═══ EXCERPTED PASSAGE
Britons who want to rejoin EU at highest levels since 2016, survey finds

Anti-Brexit protest in London.
A record number of respondents also think other counties will not follow the UK’s example and leave the EU. Photograph: Tayfun Salcı/ZUMA Press Wire/Shutterstock

Seven years after the Brexit referendum, the proportion of Britons who want to rejoin the EU has climbed to its highest levels since 2016, according to a new survey.

Both Britons and Europeans are also a lot less likely to think other countries would follow the Brexit example, and Britons are more optimistic about the bloc’s future – to the extent of trusting the European Commission more than their own government.

Data from YouGov’s latest Brexit tracker survey found that, excluding those who said they would not vote or did not know, 58.2% of people in Britain would now vote to rejoin.

The percentage is only fractionally down on the 60% recorded in February this year – the highest figure since comparable data began in February 2012 – and has risen more or less consistently since a post-referendum low of 47% in early 2021.

Across most of the EU member states surveyed, support for continued membership has now dropped back to levels it enjoyed before Russia’s invasion of Ukraine, which sparked a strong surge in pro-European sentiment, the YouGov figures showed.
══════
═══ MATERIAL SUPPLIED
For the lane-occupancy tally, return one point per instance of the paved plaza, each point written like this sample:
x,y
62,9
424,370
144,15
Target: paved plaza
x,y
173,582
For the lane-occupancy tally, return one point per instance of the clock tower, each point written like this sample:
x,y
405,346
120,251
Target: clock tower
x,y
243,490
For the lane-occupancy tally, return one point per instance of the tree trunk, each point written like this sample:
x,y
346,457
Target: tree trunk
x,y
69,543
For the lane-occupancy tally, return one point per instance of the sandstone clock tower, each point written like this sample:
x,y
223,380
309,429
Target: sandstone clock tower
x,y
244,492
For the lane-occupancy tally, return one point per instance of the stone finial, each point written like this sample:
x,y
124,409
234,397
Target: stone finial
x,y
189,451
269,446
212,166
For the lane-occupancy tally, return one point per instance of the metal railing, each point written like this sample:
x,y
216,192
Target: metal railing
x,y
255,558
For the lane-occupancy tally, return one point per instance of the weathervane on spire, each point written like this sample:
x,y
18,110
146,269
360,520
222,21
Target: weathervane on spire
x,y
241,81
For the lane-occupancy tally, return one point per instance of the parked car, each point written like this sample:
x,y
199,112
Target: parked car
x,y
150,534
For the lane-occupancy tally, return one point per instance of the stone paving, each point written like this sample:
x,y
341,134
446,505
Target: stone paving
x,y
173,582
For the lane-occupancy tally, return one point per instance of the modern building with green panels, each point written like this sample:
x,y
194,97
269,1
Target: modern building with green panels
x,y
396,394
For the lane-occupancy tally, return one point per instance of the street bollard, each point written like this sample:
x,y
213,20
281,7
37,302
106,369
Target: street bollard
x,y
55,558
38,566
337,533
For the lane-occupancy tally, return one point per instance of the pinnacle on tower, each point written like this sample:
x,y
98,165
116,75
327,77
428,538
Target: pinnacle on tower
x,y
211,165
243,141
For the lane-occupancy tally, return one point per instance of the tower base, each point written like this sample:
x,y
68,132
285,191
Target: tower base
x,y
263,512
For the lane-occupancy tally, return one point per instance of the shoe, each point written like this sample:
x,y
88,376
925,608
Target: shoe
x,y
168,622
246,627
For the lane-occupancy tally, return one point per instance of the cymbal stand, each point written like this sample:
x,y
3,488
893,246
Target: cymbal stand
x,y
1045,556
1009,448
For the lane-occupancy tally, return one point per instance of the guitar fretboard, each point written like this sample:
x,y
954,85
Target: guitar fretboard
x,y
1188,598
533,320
══════
- EXERCISE SET
A. According to the article on the Brexit survey, what percentage of people in Britain would now vote to rejoin the EU, excluding those who said they would not vote or did not know?
B. Translate this sentence from the article on the Brexit survey into Spanish: "Seven years after the Brexit referendum, the proportion of Britons who want to rejoin the EU has climbed to its highest levels since 2016, according to a new survey."
The entries come from a different source than the text.

- COMPLETED EXERCISE
A. 58.2%

B. Siete años después del referéndum del Brexit, la proporción de británicos que quieren volver a unirse a la UE ha subido a sus niveles más altos desde 2016, según una nueva encuesta.